(LISTED RECORDS)

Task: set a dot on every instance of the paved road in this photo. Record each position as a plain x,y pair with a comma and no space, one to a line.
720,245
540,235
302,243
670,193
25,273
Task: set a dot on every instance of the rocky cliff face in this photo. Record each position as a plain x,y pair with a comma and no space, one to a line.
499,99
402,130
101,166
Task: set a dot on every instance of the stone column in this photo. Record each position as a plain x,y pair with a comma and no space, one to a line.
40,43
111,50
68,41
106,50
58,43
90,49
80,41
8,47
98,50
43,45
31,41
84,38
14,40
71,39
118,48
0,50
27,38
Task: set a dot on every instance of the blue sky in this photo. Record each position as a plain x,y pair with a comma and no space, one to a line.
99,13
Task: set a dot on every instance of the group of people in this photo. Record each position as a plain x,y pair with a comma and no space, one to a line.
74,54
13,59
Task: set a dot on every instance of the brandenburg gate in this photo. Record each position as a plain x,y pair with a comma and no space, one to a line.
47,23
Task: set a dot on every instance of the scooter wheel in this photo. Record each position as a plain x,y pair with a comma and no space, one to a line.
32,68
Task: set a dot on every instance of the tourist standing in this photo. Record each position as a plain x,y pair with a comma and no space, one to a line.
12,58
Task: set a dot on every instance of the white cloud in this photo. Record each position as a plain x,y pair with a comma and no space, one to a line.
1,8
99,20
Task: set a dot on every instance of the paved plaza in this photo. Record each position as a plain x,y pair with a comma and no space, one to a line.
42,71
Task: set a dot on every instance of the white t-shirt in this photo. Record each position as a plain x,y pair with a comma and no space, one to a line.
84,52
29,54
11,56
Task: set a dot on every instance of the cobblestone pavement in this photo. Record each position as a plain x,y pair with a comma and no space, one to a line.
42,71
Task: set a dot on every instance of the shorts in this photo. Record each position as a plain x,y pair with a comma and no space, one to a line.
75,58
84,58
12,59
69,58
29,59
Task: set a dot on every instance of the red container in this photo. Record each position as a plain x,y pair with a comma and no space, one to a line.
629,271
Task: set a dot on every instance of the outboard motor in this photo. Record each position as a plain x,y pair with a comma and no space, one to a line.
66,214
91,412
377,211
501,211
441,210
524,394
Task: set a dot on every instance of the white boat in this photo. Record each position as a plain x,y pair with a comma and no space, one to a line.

(End LISTED RECORDS)

● **WORK ORDER**: Now output the listing above, exactly as it appears.

● **RESPONSE AREA**:
Task: set a dot on every instance of the paved road in this photo. Record each position as a plain x,y pair with a comma and no space, one to a line.
720,245
540,235
302,243
670,193
25,273
Task: set a dot on every instance of the rocky cliff face in this photo. Record each position as a plain x,y pair with a comma and no space, one to a line.
499,99
402,130
101,166
Task: set a dot on every instance of the stone column in this photo. Record each position as a plain x,y pair with a comma and no space, one to a line.
40,43
111,50
68,41
106,50
58,43
90,49
80,41
8,47
98,50
43,45
31,41
84,38
14,40
71,39
118,48
0,50
27,38
Task: set a dot on every instance of the blue sky in this photo. Record each position as a plain x,y pair with a comma and no space, one to a line.
99,13
Task: set a dot on every instance of the group of people in this photo. Record each position as a plain x,y pair with a comma and no space, one to a line.
74,54
13,59
Task: set a dot on every instance of the brandenburg gate in this photo. Record each position as a plain x,y pair with a comma and no space, one to a line.
47,23
Task: set a dot on every instance of the scooter wheel in this photo. Record each position as a plain x,y pair with a comma and no space, one to a line.
32,68
Task: set a dot on every instance of the tourist standing in this photo. Record each position as a plain x,y pair with a comma and no space, one to a line.
12,58
Task: set a dot on every instance of the white cloud in this photo. Record each position as a plain x,y pair with a comma and no space, one to a line.
1,8
99,20
Task: set a dot on every instance of the paved plaza in this photo. Record each position as a plain x,y pair with a comma and no space, one to a line.
42,71
Task: set a dot on every instance of the white t-shirt in this photo. Record each position as a plain x,y pair with a comma and no space, one to a line.
84,52
29,54
11,56
Task: set a dot on every instance of the cobblestone pavement in this photo. Record each position as a plain x,y pair with a comma and no space, one to a line.
42,71
Task: set a dot on every instance of the shorts in this photo. Record each position as a plain x,y pair with a comma and no space, one to a line.
75,58
84,58
12,59
69,58
29,59
Task: set a dot on every instance of the red container in this photo. Record each position as a plain x,y pair with a comma and no space, one to a line.
629,271
Task: set a dot on every instance of the outboard motor in this photo. Record each position as a plain x,y pair with a comma and no space, one to a line.
66,214
91,412
377,211
501,211
441,210
524,394
Task: set a dot on every instance of the white boat in this photo. Record each position as a plain x,y pair with a comma and no space, one to a line.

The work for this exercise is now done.